> DATA:

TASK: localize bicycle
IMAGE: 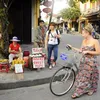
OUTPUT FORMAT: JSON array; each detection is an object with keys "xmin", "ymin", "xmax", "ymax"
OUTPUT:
[{"xmin": 50, "ymin": 46, "xmax": 82, "ymax": 96}]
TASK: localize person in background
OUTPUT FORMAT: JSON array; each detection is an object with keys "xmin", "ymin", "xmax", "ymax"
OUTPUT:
[
  {"xmin": 9, "ymin": 36, "xmax": 23, "ymax": 64},
  {"xmin": 68, "ymin": 24, "xmax": 100, "ymax": 99},
  {"xmin": 34, "ymin": 20, "xmax": 47, "ymax": 48},
  {"xmin": 45, "ymin": 22, "xmax": 60, "ymax": 69}
]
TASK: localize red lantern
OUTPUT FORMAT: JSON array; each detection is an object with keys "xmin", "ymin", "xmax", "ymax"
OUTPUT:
[
  {"xmin": 43, "ymin": 0, "xmax": 52, "ymax": 7},
  {"xmin": 43, "ymin": 8, "xmax": 52, "ymax": 13}
]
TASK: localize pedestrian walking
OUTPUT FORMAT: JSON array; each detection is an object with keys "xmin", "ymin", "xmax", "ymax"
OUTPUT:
[
  {"xmin": 34, "ymin": 20, "xmax": 47, "ymax": 48},
  {"xmin": 45, "ymin": 22, "xmax": 60, "ymax": 69},
  {"xmin": 68, "ymin": 24, "xmax": 100, "ymax": 99}
]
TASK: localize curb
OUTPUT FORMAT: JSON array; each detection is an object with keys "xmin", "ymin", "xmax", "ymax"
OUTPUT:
[{"xmin": 0, "ymin": 77, "xmax": 51, "ymax": 90}]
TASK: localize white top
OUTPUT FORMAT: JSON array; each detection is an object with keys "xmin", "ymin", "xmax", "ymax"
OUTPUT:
[{"xmin": 46, "ymin": 30, "xmax": 60, "ymax": 45}]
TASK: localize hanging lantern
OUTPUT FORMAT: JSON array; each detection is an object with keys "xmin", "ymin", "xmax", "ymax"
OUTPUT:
[
  {"xmin": 43, "ymin": 0, "xmax": 52, "ymax": 7},
  {"xmin": 43, "ymin": 8, "xmax": 52, "ymax": 13}
]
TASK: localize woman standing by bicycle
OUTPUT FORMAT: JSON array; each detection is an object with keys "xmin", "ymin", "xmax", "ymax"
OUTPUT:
[{"xmin": 72, "ymin": 24, "xmax": 100, "ymax": 99}]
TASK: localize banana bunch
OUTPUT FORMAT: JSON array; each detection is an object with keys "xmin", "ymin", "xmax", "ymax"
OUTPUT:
[{"xmin": 12, "ymin": 59, "xmax": 25, "ymax": 66}]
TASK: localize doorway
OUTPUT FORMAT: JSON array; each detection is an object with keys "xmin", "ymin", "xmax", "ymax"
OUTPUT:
[{"xmin": 8, "ymin": 0, "xmax": 32, "ymax": 44}]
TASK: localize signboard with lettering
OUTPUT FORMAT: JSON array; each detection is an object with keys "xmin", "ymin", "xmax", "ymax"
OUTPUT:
[
  {"xmin": 32, "ymin": 57, "xmax": 45, "ymax": 68},
  {"xmin": 32, "ymin": 48, "xmax": 42, "ymax": 54},
  {"xmin": 15, "ymin": 64, "xmax": 23, "ymax": 73}
]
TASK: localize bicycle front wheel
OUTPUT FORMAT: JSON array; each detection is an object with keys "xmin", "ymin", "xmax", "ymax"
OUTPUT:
[{"xmin": 50, "ymin": 67, "xmax": 75, "ymax": 96}]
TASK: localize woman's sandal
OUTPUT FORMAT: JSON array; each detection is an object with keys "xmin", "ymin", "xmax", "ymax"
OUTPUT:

> EXERCISE TASK: Write out every line of the listing from the line containing "TASK: localize white top" through the end of the listing, both ends included. Multiply each bounding-box coordinate value by 2.3 and round it to a whole number, rounding halves up, and leave all other text unchanged.

> RESULT:
TASK: localize white top
OUTPUT FORMAT: JSON array; each detection is an object with keys "xmin", "ymin", "xmax", "ymax"
OUTPUT:
[{"xmin": 106, "ymin": 69, "xmax": 138, "ymax": 104}]
TASK: localize hanging lantern
OUTPUT FORMAT: JSON array; each detection is an object with keys "xmin", "ymin", "xmax", "ymax"
OUTPUT:
[
  {"xmin": 99, "ymin": 0, "xmax": 120, "ymax": 16},
  {"xmin": 99, "ymin": 18, "xmax": 120, "ymax": 30}
]
TASK: localize woman standing by bicycle
OUTPUT FORMAT: JSON array; each detection is an object with keys "xmin", "ymin", "xmax", "ymax"
OUTPUT:
[{"xmin": 166, "ymin": 55, "xmax": 230, "ymax": 228}]
TASK: localize banana bunch
OUTPUT FORMAT: JSON array; each detection is an object with keys "xmin", "ymin", "xmax", "ymax"
OUTPUT:
[{"xmin": 28, "ymin": 136, "xmax": 58, "ymax": 152}]
TASK: localize doorway
OUTPUT FORMAT: JSON array; each detection is an object with keys "xmin", "ymin", "xmax", "ymax"
OUTPUT:
[{"xmin": 18, "ymin": 0, "xmax": 74, "ymax": 101}]
TASK: localize signboard with lettering
OUTPUT FORMAT: JSON array; each detection is an object with keys "xmin", "ymin", "xmax", "ymax"
OUTPUT:
[
  {"xmin": 74, "ymin": 131, "xmax": 104, "ymax": 156},
  {"xmin": 74, "ymin": 110, "xmax": 97, "ymax": 124},
  {"xmin": 35, "ymin": 147, "xmax": 53, "ymax": 168}
]
TASK: localize bicycle front wheel
OUTPUT FORMAT: JSON array; each detection is an object with keys "xmin", "ymin", "xmax", "ymax"
OUTPUT:
[{"xmin": 115, "ymin": 154, "xmax": 173, "ymax": 221}]
TASK: localize woman's sandal
OUTPUT FORMAT: JSON array; each detection is an object with keys "xmin", "ymin", "xmax", "ymax"
OUTPUT:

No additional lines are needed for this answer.